▶ Excerpt:
* * * * *
A couple of years ago, Dr. Nekaiya "Kay" Jacobs, a pediatric intensive care physician at Advocate Children's Hospital in Illinois, was seeing patients when she was struck by something she noticed about some of the kids.
"Our patients who have coily or kinky or wavy hair textures, or our patients with more protective styles like braids, really didn't have the tools that they needed to be able to care for their hair texture," Jacobs recalled to "Good Morning America."
The lack of suitable hair care hit home for her and she decided to do something about it.
"Initially, I started just bringing in a couple of things from home, to say, 'Hey, I had this at home, I know you needed it. Here you are. You can have this,'" the doctor recounted.
What started off as helpful gestures transformed into an inclusive hair kit program and a full-fledged passion project for Jacobs. It brought her together with colleagues, and together they eventually formed a textured hair care council within the hospital system at Advocate Children's, kickstarting the initiative with funding from the hospital's diversity and inclusion budget.
The group began giving out the hair kits this past January.
"We just sat down and said, 'These are the tools that we would want if we were in the hospital.' And then we went from there, talking to a lot of our administrators who were really excited to hear about the project and really just supported us," Jacobs explained.
The kits include a small clear bag filled with textured hair-friendly shampoo, conditioner, a wide-toothed comb, a bristle brush and a colorful bonnet.
Since its launch, Jacobs told "GMA" she and other team members have been receiving "a lot of great feedback" from patients and their families.
Jacobs also said the hair kits are beneficial to patients beyond aesthetic reasons and can even help take their minds off being in the hospital, at least temporarily.
"Doing hair is a very important part of the day for our patients because we try to keep them, if possible, on a morning routine where they're able to wake up, brush their teeth and do something as simple as put their hair in a ponytail," Jacobs said. "So this part of the day being able to do so with supplies that are specific to their hair texture has been really important to [the patients] and they get really excited about them."
* * * * *
▶ Data provided:

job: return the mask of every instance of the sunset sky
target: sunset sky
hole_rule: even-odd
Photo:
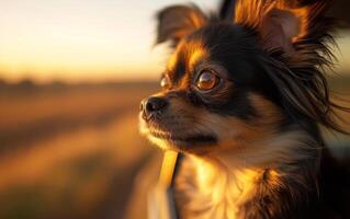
* * * * *
▶ Task set:
• a. In the article about hospital hair kits, repeat word for word the passage from "Since its launch, Jacobs" to "at least temporarily.".
• b. According to the article about hospital hair kits, what budget funded the start of the initiative?
• c. Resume the article about hospital hair kits, starting right after its last sentence.

▶ Answers for each item:
• a.
Since its launch, Jacobs told "GMA" she and other team members have been receiving "a lot of great feedback" from patients and their families.
Jacobs also said the hair kits are beneficial to patients beyond aesthetic reasons and can even help take their minds off being in the hospital, at least temporarily.

• b. The hospital's diversity and inclusion budget.

• c.
On a personal level, Jacobs also said the hair kits have reminded her why she wanted to go into medicine in the first place and the great impact her work can have, even when it's "in other ways" than she initially thought when she entered the medical field.
"Hair is a difficult topic for some people. Some people don't feel comfortable with saying, 'What is the hairstyle that you have? Or how do you take care of your hair?' but being able to see staff members say, 'Hey, Kay, I'm really glad you brought this project about, I actually have some questions about hair and I didn't know who to ask,' and being able to educate them has really just been a great part of my work life. It is very fulfilling," Jacobs said.
Even though it's only been a couple of months, Jacobs and the team at Advocate Children's hope to expand the inclusive hair kits program further in the near future.
"We started out with about 200 for each [Advocate Children's] campus and … it's grown from there. Since starting the kits, we've had several other services who have said, 'Hey, can you deliver some to our unit because we would like to offer them?' So we're doing our best to provide kits in the different units within the hospital," Jacobs said. "That has shown us one area where we definitely have an opportunity for growth, as well as outside of the children's hospitals."